Reproduce the entire listing word for word.

──────── Data for this task ────────

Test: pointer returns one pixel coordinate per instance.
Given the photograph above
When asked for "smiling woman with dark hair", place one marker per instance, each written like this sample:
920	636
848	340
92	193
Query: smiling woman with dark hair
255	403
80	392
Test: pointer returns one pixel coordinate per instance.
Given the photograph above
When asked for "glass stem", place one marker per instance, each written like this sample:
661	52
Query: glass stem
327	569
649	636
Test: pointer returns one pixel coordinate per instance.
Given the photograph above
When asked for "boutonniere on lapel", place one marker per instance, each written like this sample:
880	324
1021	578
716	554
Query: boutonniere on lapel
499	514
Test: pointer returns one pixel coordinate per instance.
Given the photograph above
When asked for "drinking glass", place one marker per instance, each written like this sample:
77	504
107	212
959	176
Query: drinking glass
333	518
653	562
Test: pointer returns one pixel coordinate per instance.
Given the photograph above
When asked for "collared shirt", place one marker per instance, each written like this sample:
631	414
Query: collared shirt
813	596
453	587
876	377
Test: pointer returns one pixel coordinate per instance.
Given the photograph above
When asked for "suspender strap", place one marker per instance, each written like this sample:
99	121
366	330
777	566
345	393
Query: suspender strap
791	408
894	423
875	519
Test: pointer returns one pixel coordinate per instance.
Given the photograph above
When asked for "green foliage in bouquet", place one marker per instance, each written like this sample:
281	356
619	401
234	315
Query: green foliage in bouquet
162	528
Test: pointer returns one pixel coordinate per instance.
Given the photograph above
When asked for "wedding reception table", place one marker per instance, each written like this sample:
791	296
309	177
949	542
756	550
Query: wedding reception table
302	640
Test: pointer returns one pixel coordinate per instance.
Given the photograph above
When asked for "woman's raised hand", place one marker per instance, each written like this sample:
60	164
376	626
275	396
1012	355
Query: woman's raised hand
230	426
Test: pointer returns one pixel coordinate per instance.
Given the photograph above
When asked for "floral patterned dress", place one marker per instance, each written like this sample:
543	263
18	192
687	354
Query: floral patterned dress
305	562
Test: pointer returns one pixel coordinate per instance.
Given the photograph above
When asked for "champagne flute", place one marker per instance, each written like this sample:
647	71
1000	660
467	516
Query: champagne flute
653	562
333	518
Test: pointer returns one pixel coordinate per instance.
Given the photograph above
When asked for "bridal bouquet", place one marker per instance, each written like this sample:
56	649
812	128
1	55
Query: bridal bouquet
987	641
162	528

────────

# Exercise answer
Test: pointer returns one pixel coordinate per instance.
Given the photograph above
When asked for "smiling woman with dark hair", place one marker per instance, each written like this sample:
920	636
848	340
92	193
Query: smiling woman with dark hair
255	403
80	392
Test: pointer returns one pixel coordinate per instance.
Given the photograph above
When asked for "glass stem", place one marker per instance, each written like this sample:
661	52
Query: glass stem
327	569
649	636
Test: pointer returns one pixel coordinate per instance.
Given the photograph above
When asked for "boutonniere on lapel", place one marker per instance, each written like this sample:
880	324
1021	578
716	554
Query: boutonniere on lapel
499	514
Test: pointer returns one pixel coordinate per instance.
Given the photograph above
When asked for "drinking glass", place one marker per instance, each written like this sample:
77	504
107	212
959	176
Query: drinking glass
333	518
653	562
Test: pointer returns one pixel coordinate per instance.
Given the photograph above
When asked for "collared shirt", place one marker per instance, each written like this sample:
631	414
Query: collared shirt
813	596
453	587
876	377
Test: pointer returns one pixel coordinate per instance.
Given the photograph above
When asked for "suspender strap", place one marker per instance, each written like this sample:
99	121
366	330
777	566
345	393
Query: suspender strap
791	408
894	423
875	519
Test: pointer returns one pixel coordinate per instance.
Given the photograph above
When asked for "green foliage in bouquet", place one marker per instance, each written like this sample:
281	356
619	401
234	315
Query: green foliage in bouquet
162	528
Test: pointer returns one pixel coordinate per instance.
Given the photograph above
When asked for "wedding reception table", place one marker per instance, each written like this sample:
791	296
309	177
949	542
756	550
Query: wedding reception table
302	640
Test: pointer returns one pixel coordinate per instance.
Given the photograph above
When asked for "woman's raised hand", place one marker per instance, each written like this sample:
60	164
376	626
275	396
1012	355
Query: woman's raised hand
230	426
Test: pointer returns one pixel coordinate per instance.
Given the photograph above
When asked for "floral patterned dress", place one marker per instance, each written like this sample:
543	263
18	192
687	354
Query: floral patterned dress
305	562
Test: pointer returns one pixel coordinate per instance.
Given the photograph above
When asked for "champagne flute", place one marker per instance, each written like this sample:
647	71
1000	660
467	516
Query: champagne flute
653	562
333	518
Test: pointer returns one pixel coordinate per instance.
Given the photograph above
When asked for "bridal bouquet", place one marker per instance, each written like this sample:
56	649
812	128
1	55
Query: bridal bouquet
987	641
162	528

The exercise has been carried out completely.